* Given problem *
Print each of the rows below word for word, leaving the pictures out.

◆ ◆ ◆ ◆

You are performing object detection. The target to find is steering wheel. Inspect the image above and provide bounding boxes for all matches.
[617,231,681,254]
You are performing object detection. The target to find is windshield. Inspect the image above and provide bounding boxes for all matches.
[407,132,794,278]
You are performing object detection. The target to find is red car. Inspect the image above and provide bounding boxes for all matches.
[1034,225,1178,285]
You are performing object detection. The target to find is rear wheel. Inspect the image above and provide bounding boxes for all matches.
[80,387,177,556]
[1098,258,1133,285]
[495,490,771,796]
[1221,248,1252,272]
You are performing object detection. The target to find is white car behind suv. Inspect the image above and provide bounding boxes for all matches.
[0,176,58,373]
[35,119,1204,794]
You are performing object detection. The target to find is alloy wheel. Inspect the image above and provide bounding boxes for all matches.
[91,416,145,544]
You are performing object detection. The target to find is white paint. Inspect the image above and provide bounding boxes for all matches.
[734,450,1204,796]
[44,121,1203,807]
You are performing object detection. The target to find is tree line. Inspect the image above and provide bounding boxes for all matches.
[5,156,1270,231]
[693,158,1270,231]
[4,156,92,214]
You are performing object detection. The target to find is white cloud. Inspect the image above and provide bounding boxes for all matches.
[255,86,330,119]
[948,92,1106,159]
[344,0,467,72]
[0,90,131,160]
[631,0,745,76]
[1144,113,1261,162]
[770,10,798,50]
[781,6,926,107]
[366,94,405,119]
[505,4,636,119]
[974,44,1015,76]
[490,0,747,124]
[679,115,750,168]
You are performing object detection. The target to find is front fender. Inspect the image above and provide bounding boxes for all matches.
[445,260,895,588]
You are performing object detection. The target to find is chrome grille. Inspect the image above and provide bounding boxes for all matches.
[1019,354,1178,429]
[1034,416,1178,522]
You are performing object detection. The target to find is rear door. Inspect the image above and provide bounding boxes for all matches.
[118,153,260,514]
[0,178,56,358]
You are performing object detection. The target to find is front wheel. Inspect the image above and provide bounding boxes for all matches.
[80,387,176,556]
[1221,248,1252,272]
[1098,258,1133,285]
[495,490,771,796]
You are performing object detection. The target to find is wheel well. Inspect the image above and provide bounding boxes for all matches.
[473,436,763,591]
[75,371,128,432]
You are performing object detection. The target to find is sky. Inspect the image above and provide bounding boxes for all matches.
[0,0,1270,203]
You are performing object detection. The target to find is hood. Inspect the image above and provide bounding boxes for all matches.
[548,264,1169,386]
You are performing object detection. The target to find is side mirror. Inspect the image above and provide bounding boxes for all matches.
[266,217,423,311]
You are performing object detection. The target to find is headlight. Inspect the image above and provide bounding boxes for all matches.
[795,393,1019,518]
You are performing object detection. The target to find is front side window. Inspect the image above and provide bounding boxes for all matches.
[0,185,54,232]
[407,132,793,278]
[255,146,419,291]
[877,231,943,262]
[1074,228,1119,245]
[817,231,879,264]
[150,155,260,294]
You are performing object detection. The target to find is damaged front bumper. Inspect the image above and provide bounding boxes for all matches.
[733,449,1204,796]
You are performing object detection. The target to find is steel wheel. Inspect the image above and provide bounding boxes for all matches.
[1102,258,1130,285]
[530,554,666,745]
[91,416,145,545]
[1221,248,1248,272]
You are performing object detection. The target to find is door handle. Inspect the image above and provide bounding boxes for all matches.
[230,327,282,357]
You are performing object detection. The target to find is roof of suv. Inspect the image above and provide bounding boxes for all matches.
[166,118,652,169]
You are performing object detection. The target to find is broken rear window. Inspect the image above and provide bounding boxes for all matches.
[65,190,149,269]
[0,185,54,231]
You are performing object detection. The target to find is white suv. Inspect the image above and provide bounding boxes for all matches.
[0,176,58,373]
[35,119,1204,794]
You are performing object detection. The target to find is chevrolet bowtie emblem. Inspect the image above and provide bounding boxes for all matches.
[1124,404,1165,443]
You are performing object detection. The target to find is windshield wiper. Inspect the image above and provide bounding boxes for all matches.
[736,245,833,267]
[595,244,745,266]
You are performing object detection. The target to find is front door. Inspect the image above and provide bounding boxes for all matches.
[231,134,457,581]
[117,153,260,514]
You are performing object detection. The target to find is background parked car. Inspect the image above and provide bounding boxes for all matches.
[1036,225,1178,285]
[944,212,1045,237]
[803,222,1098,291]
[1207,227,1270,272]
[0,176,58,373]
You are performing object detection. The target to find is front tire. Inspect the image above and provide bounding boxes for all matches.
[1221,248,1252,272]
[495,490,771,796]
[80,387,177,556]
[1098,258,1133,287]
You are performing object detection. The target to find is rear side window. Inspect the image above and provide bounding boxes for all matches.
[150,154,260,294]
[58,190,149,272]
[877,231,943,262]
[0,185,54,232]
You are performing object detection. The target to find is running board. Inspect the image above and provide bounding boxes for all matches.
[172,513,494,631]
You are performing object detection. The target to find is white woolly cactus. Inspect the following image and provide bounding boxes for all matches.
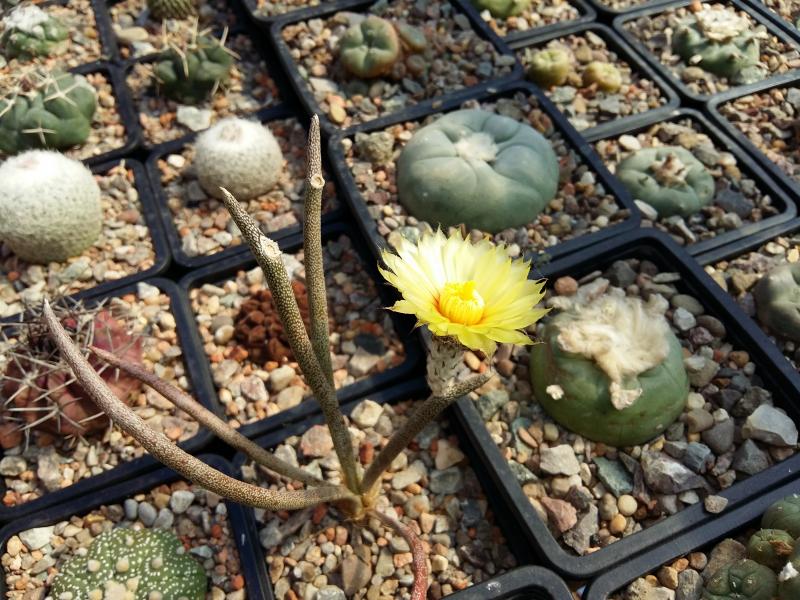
[195,117,283,200]
[0,150,103,264]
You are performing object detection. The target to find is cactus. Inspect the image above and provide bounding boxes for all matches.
[0,5,69,60]
[672,8,761,83]
[472,0,531,19]
[194,117,283,200]
[0,150,103,264]
[50,529,207,600]
[753,263,800,344]
[530,295,689,446]
[147,0,197,21]
[397,109,559,233]
[747,529,794,570]
[525,48,572,88]
[583,60,622,94]
[761,494,800,539]
[703,558,778,600]
[153,31,233,104]
[0,72,97,154]
[617,146,715,218]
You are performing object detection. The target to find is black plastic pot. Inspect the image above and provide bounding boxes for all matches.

◆ ◆ ◆ ◆

* Solution for this exercise *
You are performing object detection. The target to find is steering wheel. Inspect the image above and provide bounding boxes for all matches.
[617,231,681,254]
You are performing object detection. The target to find is windshield. Inspect the image above and provide bounding boxes for all matches.
[407,132,794,278]
You are performing object detection. The target to find is red car. Inspect the image above and provide bounding boxes for all matches.
[1034,225,1178,285]
You are performing object detection. The target to find is rear wheel. Inspect the image above and provide bounding boxes for all matches.
[80,387,177,556]
[1098,258,1133,285]
[495,490,771,796]
[1221,248,1252,272]
You are performing object detection. The target to find is white car behind suv. Inspect the image above and provide bounding boxes for all matches.
[0,176,58,373]
[35,119,1204,794]
You are performing object detection. The target to find is alloy wheel. Inspect the image above and provide bounding boxes for all matches.
[91,416,145,544]
You are performing object detection. The target to find is white paint. Inspect the image above and provide bounding boxes for all matches.
[734,450,1204,796]
[44,121,1203,807]
You are performing object detection. The target to find is tree line. Inspect the image above and provide bounding boxes for all matches.
[5,156,1270,231]
[693,158,1270,231]
[4,156,92,214]
You are performing object detection. The target to find is white cloud. Inspect the image above and provide bounding boxes for all matches.
[255,86,330,119]
[948,92,1106,159]
[344,0,467,72]
[0,90,131,160]
[631,0,745,76]
[1144,113,1261,162]
[770,10,798,50]
[781,6,926,107]
[366,94,405,119]
[505,4,636,119]
[974,44,1015,76]
[490,0,747,124]
[679,115,750,168]
You are performing object detection. The target to find is front fender. Inspect the image above and provide bounding boxes for all matches.
[445,260,895,588]
You are performing object detection. The target to find is chrome grille. Inspect the image above and provide bounding boxes for all matches.
[1019,354,1178,429]
[1034,416,1178,522]
You are performing object detection. The target to find is rear door. Inspect the image above and provide bounding boxes for all matches.
[118,153,260,514]
[0,178,56,358]
You are performing object detection. The target to find is front wheel. Inspect the image above and provide bounding boxes for all matches.
[80,387,176,556]
[1221,248,1252,272]
[1098,258,1133,285]
[495,490,771,796]
You are performing object detection. The target to find is wheel well. Inspect the image above and provide bounding boxes for all matches.
[473,436,763,591]
[75,371,128,432]
You are performing object detection. The target to find is sky. Inspect the image above and provide bounding boxes for all matches.
[0,0,1270,203]
You are performing object detection. The target to find is hood. Inspect the image above and provide bounding boxes for all matches.
[548,264,1169,386]
You are performing object detection. The target to find is side mirror. Inspect the image above and provide bounding boxes for all matches.
[266,217,423,311]
You are performing object detection. The target to find is headlight. Inspect the image above and provide bounding boxes for all matches.
[795,393,1019,518]
You are performing object detection. The target to find is front side window. Inspect the image above and provide bounding boxes for all matches.
[0,185,54,232]
[407,132,793,278]
[255,146,419,291]
[877,231,943,262]
[1074,228,1119,245]
[817,231,879,264]
[150,155,260,294]
You are performing object detection. The target to find is damaged front bumper. Inspect the image above and provide bounding boxes for all matches.
[733,449,1204,796]
You are performing object detection. The target to find is steel wheel. Inspect the image above and provide bounding boxes for all matches.
[1102,258,1130,285]
[530,554,666,745]
[91,416,145,545]
[1221,248,1248,272]
You are performing object detection. The target to find is door handle. Inspect the image above and provide bounding boxes for all matches.
[230,327,282,357]
You are performing object detection. The target to find is roof of suv. Inspect the image above and provide bounding boxes for all matches.
[166,118,652,169]
You are performing object detection. The target to find is broken rear window. Inspect the image above and provide bounding boxes for all matches.
[65,190,149,269]
[0,185,54,231]
You are performing object detection. The target to find is white suv. Inspect the image above and provide bounding boxes for all matches.
[0,176,58,373]
[35,119,1204,794]
You are performing object detection. The target to find is chevrolet bowtie emblem. Inspect the image above and provide bounding boxes for all matches.
[1124,404,1165,443]
You are performing object detection. The target to find is windshield wiper. Inspect the image above and provide bounding boxes for all matches.
[736,245,833,267]
[595,244,745,266]
You are performing object detection. The target to find is front door. Inspect the image above and provide bounding boxes for all matches.
[231,134,457,581]
[117,153,260,514]
You are performing object detection. The target to find is background parked car. Inspect the image above and provide bounding boxes for all matches.
[1036,225,1178,285]
[944,212,1045,237]
[803,222,1098,291]
[1207,227,1270,272]
[0,176,58,373]
You are performing object detection. The target to find is front tire. Inspect the image above and provide bounding boxes for all matches.
[1221,248,1252,272]
[495,490,771,796]
[80,387,177,556]
[1098,258,1133,287]
You are performing object detection. The target to find is rear side window. Inspect the image above and provide bounding boxes for all matches.
[150,154,260,294]
[58,190,149,272]
[877,231,943,262]
[0,185,54,232]
You are performing object detection. The target to find is running board. Inspect the image above and provide bounding boxes for all matches.
[172,513,494,631]
You are performing object detection. The target to find is white woolly cactus. Inspect the following image and provide bounding boxes for all matches.
[195,117,283,200]
[0,150,103,264]
You are performing object detection. The target to find is cactus. Inspect the image above and provide bounding boxes for all matches.
[0,5,69,60]
[672,8,761,83]
[472,0,531,19]
[194,117,283,200]
[0,150,103,264]
[50,529,207,600]
[753,263,800,344]
[530,295,689,446]
[147,0,197,21]
[397,109,559,233]
[747,529,794,570]
[525,48,572,88]
[583,60,622,94]
[761,494,800,539]
[703,558,778,600]
[153,31,233,104]
[0,72,97,154]
[617,146,715,218]
You are performing object detection. The target to find is black plastic pot. Inspect the image above and provide bounding boxes for all matches.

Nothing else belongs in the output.